Problem statement:
Begin at the line containing "detect the tile" and continue to the end of the records. Reproduce those lines, changing "court snapshot" to "game frame" and leaving everything else unchanged.

Provided information:
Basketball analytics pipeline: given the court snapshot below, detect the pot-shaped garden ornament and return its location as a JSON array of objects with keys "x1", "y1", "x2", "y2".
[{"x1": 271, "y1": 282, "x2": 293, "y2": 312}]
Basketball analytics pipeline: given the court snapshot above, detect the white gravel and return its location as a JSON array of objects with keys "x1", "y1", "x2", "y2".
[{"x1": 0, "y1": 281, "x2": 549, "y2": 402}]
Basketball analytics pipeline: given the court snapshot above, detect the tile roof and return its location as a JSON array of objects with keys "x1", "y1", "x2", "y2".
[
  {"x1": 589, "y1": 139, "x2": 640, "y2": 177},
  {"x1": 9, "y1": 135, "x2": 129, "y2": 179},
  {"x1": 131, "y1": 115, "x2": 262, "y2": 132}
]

Exercise result:
Basketball analytics pipeline: given the game frame above, detect the tile roof and return its location as a JSON array of objects with keys "x1", "y1", "x2", "y2".
[
  {"x1": 589, "y1": 139, "x2": 640, "y2": 177},
  {"x1": 9, "y1": 135, "x2": 129, "y2": 179},
  {"x1": 131, "y1": 115, "x2": 262, "y2": 132}
]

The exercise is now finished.